#### [Vorliegender Text]
Gerne folgte der bekannte Autor Norman Liebold einer Einladung der Wellesweiler Alex-Deutsch-Schule, um der Klassenstufe 8 seine sozialkritische Novelle “Patentsache” vorzutragen und mit den Schülerinnen und Schülern über Text und Inhalt zu diskutieren. Initiiert und organisiert wurde die Veranstaltung von Lehrer Jan Grüntjes.

Gemeinsam hatten Grüntjes und Liebold geeignete Erzählungen aus dem breit aufgestellten Gesamtwerk des Autors gesichtet und sich für die Novelle mit dem Titel “Patentsache” entschieden. Einen durchaus fordernden Text, der die innerdeutsche Teilung, die Wiedervereinigung, die Propaganda-Sprache des DDR-Regimes und die Überwachung durch die Stasi ebenso thematisiert wie er die modernen und zu Zeiten der DDR noch unbekannten „sozialen Medien“ ins Visier nimmt. Keinesfalls ein Widerspruch, denn das staatlich organisierte Spitzelsystem der damaligen DDR und die sozialen Medien der Gegenwart beschwören mit der zielgleichen Schaffung eines „gläsernen Menschen“ dieselben Gefahren herauf.

#### [Aufgaben und Übungen]
A) Wer hat laut dem Text über die Lesung die Veranstaltung initiiert und organisiert?
B) Übertragen Sie aus dem Text über die Lesung den Abschnitt von „Gerne folgte der“ bis einschließlich „Lehrer Jan Grüntjes.“ wortgetreu.
C) Nennen Sie alle Themen, die die Novelle „Patentsache“ laut dem Text über die Lesung aufgreift.

#### [Bereitgestellte Daten]
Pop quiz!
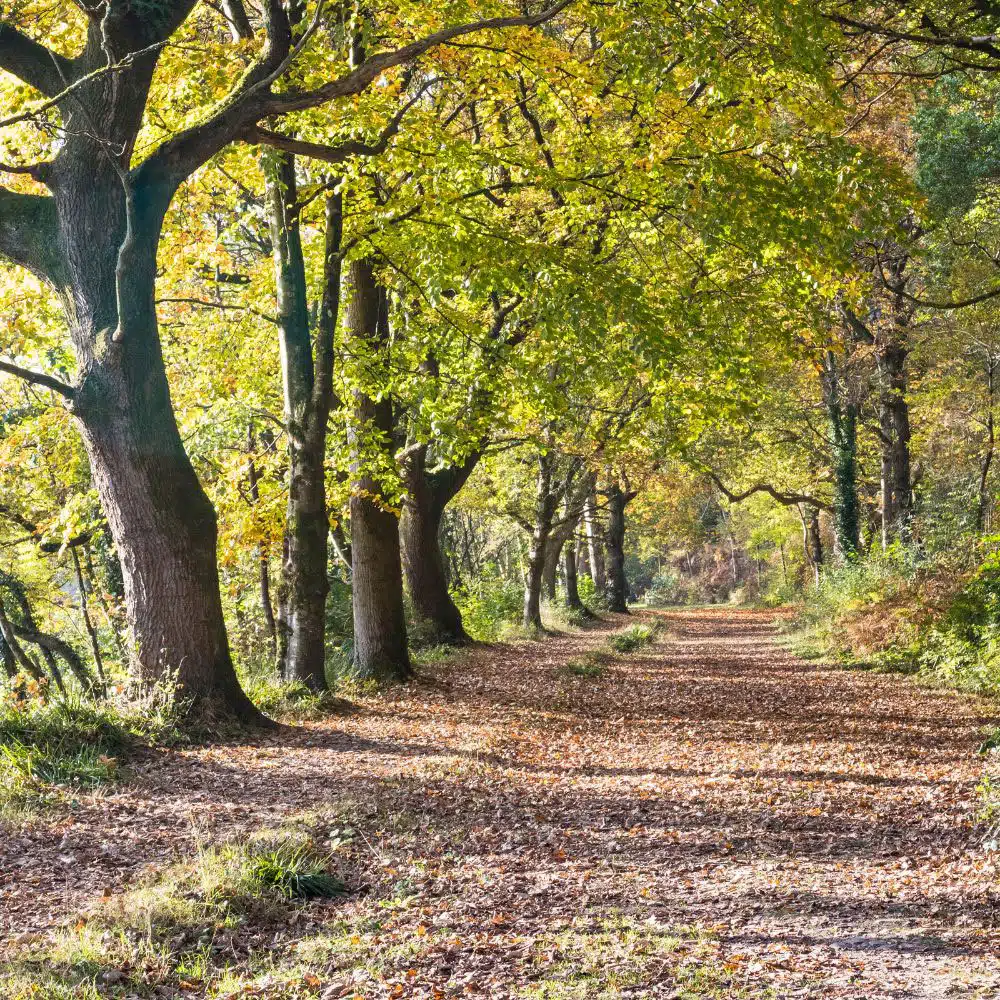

#### [Lösungen der Aufgaben]
A) Lehrer Jan Grüntjes.

B)
Gerne folgte der bekannte Autor Norman Liebold einer Einladung der Wellesweiler Alex-Deutsch-Schule, um der Klassenstufe 8 seine sozialkritische Novelle “Patentsache” vorzutragen und mit den Schülerinnen und Schülern über Text und Inhalt zu diskutieren. Initiiert und organisiert wurde die Veranstaltung von Lehrer Jan Grüntjes.

C)
- die innerdeutsche Teilung
- die Wiedervereinigung
- die Propaganda-Sprache des DDR-Regimes
- die Überwachung durch die Stasi
- die modernen „sozialen Medien“